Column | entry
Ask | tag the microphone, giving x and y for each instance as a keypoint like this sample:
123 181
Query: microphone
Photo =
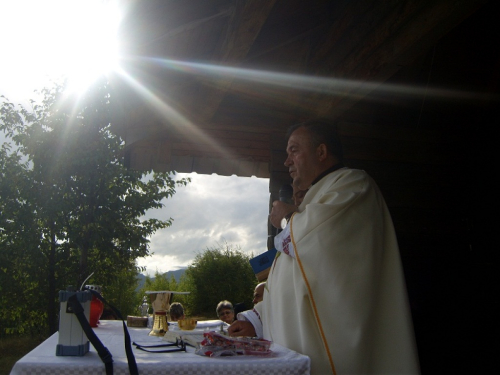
286 194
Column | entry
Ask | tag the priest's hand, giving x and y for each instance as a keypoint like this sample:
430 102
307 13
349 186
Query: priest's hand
279 211
241 328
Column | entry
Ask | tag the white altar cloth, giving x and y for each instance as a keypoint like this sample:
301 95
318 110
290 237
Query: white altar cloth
43 360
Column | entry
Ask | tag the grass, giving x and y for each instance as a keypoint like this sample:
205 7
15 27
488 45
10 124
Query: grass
13 348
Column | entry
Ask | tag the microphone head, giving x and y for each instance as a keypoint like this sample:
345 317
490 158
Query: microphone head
286 194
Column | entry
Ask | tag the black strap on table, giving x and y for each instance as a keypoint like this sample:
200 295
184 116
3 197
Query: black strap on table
177 346
103 352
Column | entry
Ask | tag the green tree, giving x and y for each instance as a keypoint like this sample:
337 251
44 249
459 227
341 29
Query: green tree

-.-.-

WRITTEN INSTRUCTION
Repeat each record exactly, with the pictures left out.

SOLUTION TO THIS PROBLEM
Column | entry
Ask | tag the microphone, giving x and y for each instance as a keypoint like this sample:
123 181
Query: microphone
Photo =
286 194
Column | entry
Ask | tag the priest's hand, giving x and y for each instance as a keypoint like this sample:
430 102
307 13
349 186
Query: priest's hand
279 211
241 328
Column | entry
Ask | tag the white altar cloth, giving x and y for each instance as a keypoint like this sample:
301 95
318 110
290 237
Query: white altar cloth
43 360
Column | entry
Ask | tag the grass, giving x and y for each instance as a keypoint like this sample:
205 7
15 27
488 45
10 124
Query: grass
13 348
Column | entry
Ask | tag the microphone head, giving x and y for each instance as a keypoint like this sample:
345 317
490 158
Query: microphone head
286 194
Column | entry
Ask | tag the black strap on table, giving x and y for each instance as a keypoint like this sample:
200 295
184 116
3 197
Query: black strap on table
177 346
103 352
Column | entry
Ask | tag the green tree, giving x and y for each instance as a keypoint like this sample:
337 251
44 249
459 227
341 29
Query: green tree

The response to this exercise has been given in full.